BRANO ESTRATTO:
Uno studio condotto dall'Energy Strategy Group del Politecnico di Milano fa il punto sul potenziale di risparmio/produzione in tema di efficienza energetica degli edifici
Nel nostro Paese i consumi annui che possono essere fatti risalire agli edifici rappresentano circa il 36% del consumo energetico complessivo italiano che è pari a 133 Mtep, percentuale solo leggermente inferiore alla media europea (circa il 40%). In compenso, però, l’Italia è al primo posto in Europa per quanto riguarda la percentuale di emissioni di CO₂ (17,5% sul totale europeo) imputabile agli usi energetici nel comparto abitativo. Dei circa 13,7 mln di edifici esistenti in Italia, 12,1 mln sono adibiti a uso residenziale e i restanti 1,6 mln a uso non residenziale. Quasi il 70% di questi edifici è stato realizzato prima che venisse introdotta qualsiasi norma sull’efficienza energetica in edilizia, ossia prima del 1976. Giova ricordare, da ultimo, che la riduzione dei consumi energetici è ancora più importante se si tiene conto che l’Italia si contraddistingue in Europa per l’elevata dipendenza energetica (l’85% del fabbisogno è importato).

RIGHE MOSTRATE:

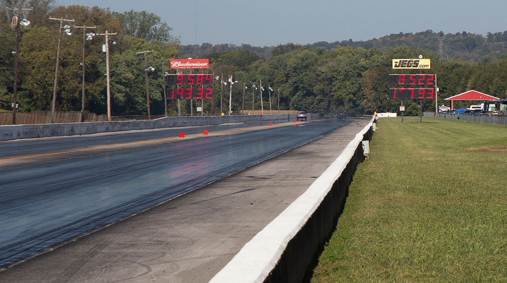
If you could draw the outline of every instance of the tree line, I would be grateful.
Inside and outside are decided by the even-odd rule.
[[[19,1],[2,2],[9,7],[19,4]],[[77,25],[96,26],[97,32],[107,30],[118,33],[111,37],[117,44],[110,46],[111,105],[114,116],[147,115],[144,75],[146,66],[144,56],[136,53],[149,50],[154,52],[147,55],[147,66],[155,68],[149,78],[151,110],[154,115],[164,113],[163,63],[166,63],[166,72],[174,73],[175,70],[169,68],[168,62],[170,59],[178,58],[209,59],[210,68],[200,72],[212,73],[219,79],[215,81],[213,86],[213,100],[204,102],[204,109],[207,114],[220,113],[221,100],[223,110],[228,111],[228,93],[231,91],[233,112],[239,112],[243,107],[251,109],[252,100],[254,108],[260,110],[261,81],[264,87],[265,110],[268,109],[270,95],[272,108],[276,109],[279,92],[282,110],[323,114],[342,110],[352,115],[374,111],[396,112],[400,102],[387,99],[390,87],[388,74],[399,72],[392,69],[391,60],[416,58],[419,55],[431,60],[431,69],[424,72],[437,74],[439,105],[448,105],[444,98],[472,89],[500,98],[507,96],[507,57],[499,47],[503,44],[502,33],[488,34],[488,42],[494,41],[493,46],[497,46],[492,48],[495,52],[494,58],[484,56],[480,60],[471,61],[459,57],[458,53],[455,54],[457,58],[451,58],[445,53],[436,51],[434,48],[409,46],[406,44],[409,40],[407,36],[402,39],[401,34],[391,35],[392,38],[397,38],[395,40],[392,38],[382,40],[391,43],[399,41],[401,44],[381,46],[353,46],[355,43],[351,41],[347,41],[348,46],[342,46],[340,43],[330,48],[322,46],[321,42],[306,45],[289,43],[264,48],[248,44],[213,45],[207,43],[182,45],[178,38],[171,35],[169,25],[152,13],[133,11],[118,13],[98,7],[65,7],[53,4],[50,0],[32,0],[26,4],[27,7],[33,7],[34,10],[25,12],[24,17],[31,24],[27,27],[20,27],[20,55],[22,55],[19,57],[18,86],[20,111],[51,110],[60,31],[59,22],[49,20],[50,17],[75,19]],[[11,25],[13,11],[4,10],[3,13],[0,19],[0,109],[10,110],[13,86],[12,51],[16,38]],[[72,31],[71,35],[64,34],[62,37],[56,103],[58,111],[81,110],[80,63],[82,62],[83,31]],[[427,31],[423,34],[417,34],[417,37],[422,38],[424,34],[426,38],[445,35]],[[456,39],[458,35],[455,35]],[[468,46],[465,51],[471,52],[475,50],[473,44],[469,40],[466,41],[468,43],[464,43],[469,35],[478,37],[466,33],[460,33],[459,36],[464,46]],[[411,40],[413,41],[415,37],[412,36]],[[451,39],[449,37],[446,40]],[[106,111],[105,55],[102,52],[104,40],[103,36],[95,36],[87,41],[85,45],[85,111],[98,114],[105,114]],[[476,38],[476,48],[481,45],[477,42]],[[416,72],[418,71],[405,71],[405,73]],[[227,81],[230,75],[233,80],[238,82],[232,86],[232,90],[228,83],[224,86],[220,81],[222,77]],[[194,107],[196,103],[193,104]],[[434,101],[425,100],[423,103],[424,111],[434,111]],[[169,115],[176,115],[176,102],[169,101],[168,104]],[[404,104],[406,114],[418,113],[417,102],[404,101]],[[455,104],[455,106],[459,105]],[[183,115],[190,114],[190,102],[183,102],[182,110]]]

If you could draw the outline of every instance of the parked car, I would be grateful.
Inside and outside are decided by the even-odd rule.
[[[298,112],[298,120],[305,119],[306,121],[306,112],[304,111],[299,111]]]
[[[470,110],[476,110],[477,109],[482,110],[484,107],[484,104],[483,103],[480,105],[470,105],[470,107],[468,107],[468,109],[470,109]]]

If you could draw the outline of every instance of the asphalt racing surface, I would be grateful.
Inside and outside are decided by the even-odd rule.
[[[173,137],[177,129],[0,143],[3,267],[200,188],[0,272],[0,281],[207,281],[367,123],[200,127],[186,129],[196,134],[184,138]],[[210,135],[197,134],[205,128]],[[311,154],[300,155],[304,149]]]

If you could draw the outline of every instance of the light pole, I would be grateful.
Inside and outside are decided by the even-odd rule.
[[[273,91],[273,88],[271,88],[271,87],[268,84],[268,92],[269,93],[269,111],[271,111],[271,91]],[[269,114],[271,114],[271,113],[269,112]]]
[[[96,34],[96,35],[105,35],[105,44],[102,45],[102,52],[105,52],[105,77],[107,84],[107,121],[110,122],[111,121],[111,77],[109,75],[109,36],[116,35],[116,32],[108,33],[107,30],[104,33]],[[113,44],[115,44],[116,42],[113,41]]]
[[[229,92],[229,115],[230,115],[231,113],[232,113],[232,85],[238,82],[238,81],[233,81],[232,75],[231,75],[229,77],[229,82],[231,86],[231,89]]]
[[[136,54],[144,55],[144,76],[146,78],[146,101],[148,107],[148,120],[152,119],[151,114],[150,112],[150,90],[148,89],[148,71],[153,72],[155,70],[155,68],[153,67],[148,67],[148,63],[146,61],[146,54],[151,52],[153,52],[153,51],[141,51],[135,53]]]
[[[278,90],[278,114],[280,114],[280,88]]]
[[[264,90],[264,88],[262,87],[262,81],[260,79],[259,82],[261,84],[261,115],[264,115],[264,106],[262,102],[262,91]]]
[[[166,89],[167,86],[165,84],[165,75],[168,75],[165,72],[165,62],[162,62],[162,79],[164,81],[164,107],[165,109],[165,117],[167,117],[167,90]]]
[[[241,104],[241,115],[244,115],[244,112],[243,110],[245,109],[245,90],[248,87],[245,85],[245,83],[243,83],[243,103]]]
[[[85,121],[85,43],[86,42],[86,40],[91,40],[93,38],[93,36],[95,35],[95,33],[86,33],[87,28],[97,28],[97,27],[93,26],[92,27],[87,27],[86,26],[74,26],[74,27],[77,28],[82,28],[83,29],[83,91],[81,94],[81,122]]]
[[[255,98],[255,90],[257,89],[257,87],[255,86],[255,84],[252,84],[252,115],[254,115],[254,99]]]
[[[60,21],[60,28],[58,29],[58,31],[59,32],[58,34],[58,45],[56,49],[56,67],[55,67],[55,84],[53,88],[53,106],[51,108],[51,123],[54,123],[55,122],[55,106],[56,105],[56,86],[58,82],[58,63],[60,61],[59,56],[60,56],[60,42],[61,41],[62,38],[62,28],[63,28],[63,31],[67,35],[72,34],[72,33],[70,32],[70,26],[67,25],[62,26],[62,25],[63,24],[63,22],[74,22],[76,21],[74,19],[68,20],[63,18],[59,19],[50,18],[49,19]]]
[[[220,78],[220,115],[223,113],[224,111],[222,110],[222,107],[223,106],[223,104],[222,103],[222,101],[224,99],[224,86],[227,85],[227,82],[224,81],[224,74],[222,73],[222,76],[219,77],[218,76],[215,77],[215,79],[216,80]]]
[[[18,57],[19,55],[19,26],[18,25],[20,23],[23,26],[27,26],[30,24],[30,21],[27,21],[26,19],[23,19],[19,21],[19,12],[22,13],[25,11],[33,11],[33,8],[22,8],[21,4],[18,8],[6,8],[6,10],[10,10],[16,11],[16,16],[12,17],[12,25],[16,30],[16,51],[14,52],[14,85],[13,98],[12,101],[12,124],[16,124],[16,112],[17,111],[18,104],[18,69],[19,67],[19,61]]]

IL TUO OBIETTIVO: Riscrivi come elenco puntato il paragrafo del brano estratto che inizia con "Nel nostro Paese i consumi annui", conservandone i dati principali.

RISULTATO FINALE:
- Gli edifici rappresentano circa il 36% del consumo energetico complessivo italiano, pari a 133 Mtep. La media europea è di circa il 40%.
- L'Italia è prima in Europa per quota di emissioni di CO₂ dovute agli usi energetici nel comparto abitativo: il 17,5% del totale europeo.
- In Italia esistono circa 13,7 mln di edifici: 12,1 mln residenziali e 1,6 mln non residenziali.
- Quasi il 70% è stato costruito prima del 1976, cioè prima di qualsiasi norma sull'efficienza energetica in edilizia.
- Ridurre i consumi è ancora più importante per l'elevata dipendenza energetica del Paese: l'85% del fabbisogno è importato.